En d’autres termes, on peut dire que tous les fronts se sont retournés dans les années 1990-2000, au moment même où l’émigration reprenait, et alors que la croissance dopée par la financiarisation de l’économie européenne commençait à montrer ses limites. Quelques incontestables  progrès  réalisés au niveau des infrastructures (transports et distribution de l’énergie notamment) ne peuvent dissimuler la grande misère des industries portuaires, forestières et surtout des industries de transformation.  Le paradoxe est d’autant plus cruel que les formations techniques assurées dans les « vocational schools » sont le plus souvent de qualité.

Entrées enregistrées:

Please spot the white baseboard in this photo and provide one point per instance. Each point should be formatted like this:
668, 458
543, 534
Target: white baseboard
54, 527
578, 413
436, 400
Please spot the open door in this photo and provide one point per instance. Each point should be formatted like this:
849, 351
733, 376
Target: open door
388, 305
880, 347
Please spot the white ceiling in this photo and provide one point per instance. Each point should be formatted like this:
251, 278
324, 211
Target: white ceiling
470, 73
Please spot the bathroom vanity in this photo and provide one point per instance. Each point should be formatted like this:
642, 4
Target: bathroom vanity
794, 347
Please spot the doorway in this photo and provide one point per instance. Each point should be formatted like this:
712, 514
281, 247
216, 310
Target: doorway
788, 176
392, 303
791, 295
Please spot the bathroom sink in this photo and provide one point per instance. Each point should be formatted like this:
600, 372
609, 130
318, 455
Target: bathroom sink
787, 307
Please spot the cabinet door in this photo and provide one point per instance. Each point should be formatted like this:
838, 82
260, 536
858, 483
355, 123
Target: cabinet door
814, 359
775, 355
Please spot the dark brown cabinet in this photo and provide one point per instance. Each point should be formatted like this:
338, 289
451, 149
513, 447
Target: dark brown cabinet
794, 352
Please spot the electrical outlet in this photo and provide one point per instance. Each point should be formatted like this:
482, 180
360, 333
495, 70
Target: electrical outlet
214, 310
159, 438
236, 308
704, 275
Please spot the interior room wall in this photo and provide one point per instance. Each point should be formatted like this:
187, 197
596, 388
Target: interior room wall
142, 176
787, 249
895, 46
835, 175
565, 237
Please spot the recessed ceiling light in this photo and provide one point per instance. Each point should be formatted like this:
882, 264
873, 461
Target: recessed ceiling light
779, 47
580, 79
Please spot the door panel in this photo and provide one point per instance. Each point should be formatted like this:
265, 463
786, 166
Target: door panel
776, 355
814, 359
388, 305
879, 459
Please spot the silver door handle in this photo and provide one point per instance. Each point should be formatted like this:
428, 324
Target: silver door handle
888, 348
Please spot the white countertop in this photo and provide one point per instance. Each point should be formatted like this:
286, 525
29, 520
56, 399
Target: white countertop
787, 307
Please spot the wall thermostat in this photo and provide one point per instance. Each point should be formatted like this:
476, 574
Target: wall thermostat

- **EXPLORER LE CONTENU**
1 – Pour chaque phrase, dites si elle est d'accord avec le passage sur l'économie (oui ou non) et citez les mots du passage qui le montrent. (a) L'émigration a repris dans les années 1990-2000. (b) Les formations des « vocational schools » sont jugées mauvaises. (c) Les industries portuaires vont bien.
2 – Poursuivez le passage sur l'économie après sa dernière phrase.

- **RÉPONSES PAR EXERCICE**
1 –
(a) Oui : « au moment même où l’émigration reprenait ».
(b) Non : « sont le plus souvent de qualité ».
(c) Non : « la grande misère des industries portuaires, forestières ».

2 –
La crise qui s’est  abattue sur « l’île  des saints et des sages » devenue  de façon éphémère « le tigre celtique » est tout le contraire d’un coup de tonnerre dans un ciel serein. Seules les élites autoproclamées  qui avaient, en Irlande plus qu’ailleurs, prêché les déréglementations et l’opportunisme économique, et les gouvernements qui les ont soutenues, ont pu en être surprises. 

(1) Expression se référant à un déplacement de magistrat à Hazebrouck qui fit scandale en son temps. (NDLR.)

(2) écrit par dr Jonathan Swift en 1729. (3) main d’œuvre bon marché.